* START TEXT EXTRACT *

Contests and Conflicts
For a spell that’s equivalent to a contest (Placing an aspect on a sentient target, doing damage to another individual), you need to put enough shifts of complexity into the spell to make sure that you come out on top against whatever resisting skill or defense the target may use.

For a temporary effect, the complexity of the spell must account only for the target’s ability to resist.

For a consequence, the complexity of the spell must account for the target’s ability to resist, their effective stress track, and the level of desired consequence.

For a permanent change, the complexity of the spell must be greater than the target’s ability to resist, their effective stress track, and all levels of consequence, including extreme.


The collection of ritual elements, symbolic links, and power sources is called a spell construct and is the physical container for the energies of the spell. The more elaborate the construct, the more power it can hold and the more complicated effects it can achieve.

If your Lore covers the complexity and allows you to skip the preparation work, these three things are still happening in the spell—it’s just assumed that they’re done fast enough, well enough, and you have all the tools you need to cast the spell on hand, or within easy reach, that there’s no need to spend game time in preparation.

The symbolic links are the exception! If you don’t have them, with or without the preparation phase, you just can’t effectively cast the spell. Lore does NOT allow you to assume you have a symbolic link to a target, you MUST acquire your such a link in game.

If you don’t have a Lore rating high enough to cover the complexity of the spell then you need to spend time in preparation. This additional investment may involve extended research in his own library or someone else’s, consultation with spirits or other entities capable of providing knowledge, rare components or specially crafted tools, strong symbolic links, arrangements for contributions of knowledge and/or power, Hours in the sanctum poring through tomes and researching chants, consulting other practitioners, rifling through collections of possible components, shopping for new components at Wal-Mart, waiting around for that next full moon, researching ritual steps, practicing elements for the ritual, preparing your body for the casting of the spell, obtaining stronger symbolic links, acquiring additional power sources, and so on.

This need not all be done at once. It is possible to build up gradually to casting a ritual in a climactic moment by taking several sessions of game time to prepare a spell slowly.

This can be done in a number of different ways, which can be combined however you choose.

Invoke Aspects
An easy way to ease spellcasting is to invoke aspects and describe the invocations as being tied to a part of the preparation process. If you have enough fate points and are willing to spend them to make up the entire deficit with invocation, then you can move straight to casting with a solid montage that gives a sense of what work your wizard did to prepare.

* END TEXT EXTRACT *

PROBLEM REQUIREMENTS:
Quote the spellcasting rules text from the words "For a consequence, the" through "it can achieve.", reproducing that passage word for word.

* START RECORD SET *

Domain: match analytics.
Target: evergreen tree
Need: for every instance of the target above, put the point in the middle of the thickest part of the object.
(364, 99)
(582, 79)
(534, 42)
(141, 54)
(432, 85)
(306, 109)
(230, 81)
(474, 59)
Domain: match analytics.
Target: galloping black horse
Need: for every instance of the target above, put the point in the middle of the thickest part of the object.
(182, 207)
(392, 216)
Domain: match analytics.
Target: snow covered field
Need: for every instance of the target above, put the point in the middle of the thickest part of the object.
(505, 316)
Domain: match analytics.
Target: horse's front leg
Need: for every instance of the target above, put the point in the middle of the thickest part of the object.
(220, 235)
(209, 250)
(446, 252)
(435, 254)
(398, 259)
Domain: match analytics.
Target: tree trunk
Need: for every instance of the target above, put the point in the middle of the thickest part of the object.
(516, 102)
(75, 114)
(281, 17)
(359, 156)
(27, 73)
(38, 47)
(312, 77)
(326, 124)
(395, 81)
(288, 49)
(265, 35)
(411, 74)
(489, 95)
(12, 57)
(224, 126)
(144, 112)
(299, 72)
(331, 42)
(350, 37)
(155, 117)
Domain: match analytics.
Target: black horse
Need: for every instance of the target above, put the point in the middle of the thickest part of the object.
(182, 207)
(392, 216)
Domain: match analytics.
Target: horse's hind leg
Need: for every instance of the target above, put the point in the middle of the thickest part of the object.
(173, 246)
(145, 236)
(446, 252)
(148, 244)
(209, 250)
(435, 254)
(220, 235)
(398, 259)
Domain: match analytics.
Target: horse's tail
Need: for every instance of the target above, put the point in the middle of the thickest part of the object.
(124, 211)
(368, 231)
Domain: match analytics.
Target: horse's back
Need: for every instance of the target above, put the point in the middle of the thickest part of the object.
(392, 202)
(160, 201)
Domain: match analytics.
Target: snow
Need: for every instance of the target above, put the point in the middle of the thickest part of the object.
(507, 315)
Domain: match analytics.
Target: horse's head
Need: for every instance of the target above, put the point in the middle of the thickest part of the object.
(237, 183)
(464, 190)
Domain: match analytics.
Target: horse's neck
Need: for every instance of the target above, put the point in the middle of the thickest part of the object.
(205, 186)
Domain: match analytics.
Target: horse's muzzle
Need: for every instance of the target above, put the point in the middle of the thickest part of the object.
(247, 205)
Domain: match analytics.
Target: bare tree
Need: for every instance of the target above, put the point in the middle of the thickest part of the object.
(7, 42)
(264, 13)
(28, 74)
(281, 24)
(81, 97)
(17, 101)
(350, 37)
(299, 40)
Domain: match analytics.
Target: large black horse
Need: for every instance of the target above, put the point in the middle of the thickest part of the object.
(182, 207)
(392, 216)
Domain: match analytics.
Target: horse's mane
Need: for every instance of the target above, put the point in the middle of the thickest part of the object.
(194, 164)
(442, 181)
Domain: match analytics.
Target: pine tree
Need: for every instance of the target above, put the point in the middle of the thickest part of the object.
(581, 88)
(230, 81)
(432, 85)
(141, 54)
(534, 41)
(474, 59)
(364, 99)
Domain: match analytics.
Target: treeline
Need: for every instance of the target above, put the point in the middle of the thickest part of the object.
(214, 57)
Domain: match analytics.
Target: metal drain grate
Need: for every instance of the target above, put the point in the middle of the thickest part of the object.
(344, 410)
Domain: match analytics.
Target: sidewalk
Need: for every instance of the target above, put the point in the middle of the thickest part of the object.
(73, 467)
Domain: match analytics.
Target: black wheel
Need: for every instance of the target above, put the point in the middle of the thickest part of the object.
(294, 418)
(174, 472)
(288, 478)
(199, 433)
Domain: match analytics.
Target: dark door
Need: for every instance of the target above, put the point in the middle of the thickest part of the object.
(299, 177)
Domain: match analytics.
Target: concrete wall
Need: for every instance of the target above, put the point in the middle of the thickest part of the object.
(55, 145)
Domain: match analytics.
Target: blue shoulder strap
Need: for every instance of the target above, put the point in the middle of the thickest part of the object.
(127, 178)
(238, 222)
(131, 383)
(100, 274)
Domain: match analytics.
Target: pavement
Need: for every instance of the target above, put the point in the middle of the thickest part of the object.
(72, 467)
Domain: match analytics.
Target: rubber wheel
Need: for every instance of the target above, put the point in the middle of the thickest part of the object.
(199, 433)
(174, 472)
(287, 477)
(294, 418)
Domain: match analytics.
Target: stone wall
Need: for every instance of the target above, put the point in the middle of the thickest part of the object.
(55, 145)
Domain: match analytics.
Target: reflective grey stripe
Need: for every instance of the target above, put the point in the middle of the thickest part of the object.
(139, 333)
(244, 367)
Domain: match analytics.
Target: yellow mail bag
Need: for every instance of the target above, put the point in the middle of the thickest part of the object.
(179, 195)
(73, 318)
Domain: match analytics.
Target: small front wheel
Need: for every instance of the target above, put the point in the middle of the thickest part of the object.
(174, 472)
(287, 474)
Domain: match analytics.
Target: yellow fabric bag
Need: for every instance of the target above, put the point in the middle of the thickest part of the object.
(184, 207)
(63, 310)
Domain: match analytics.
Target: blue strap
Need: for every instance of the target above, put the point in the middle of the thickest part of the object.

* END RECORD SET *

EXERCISE RESPONSE:
For a consequence, the complexity of the spell must account for the target’s ability to resist, their effective stress track, and the level of desired consequence.

For a permanent change, the complexity of the spell must be greater than the target’s ability to resist, their effective stress track, and all levels of consequence, including extreme.


The collection of ritual elements, symbolic links, and power sources is called a spell construct and is the physical container for the energies of the spell. The more elaborate the construct, the more power it can hold and the more complicated effects it can achieve.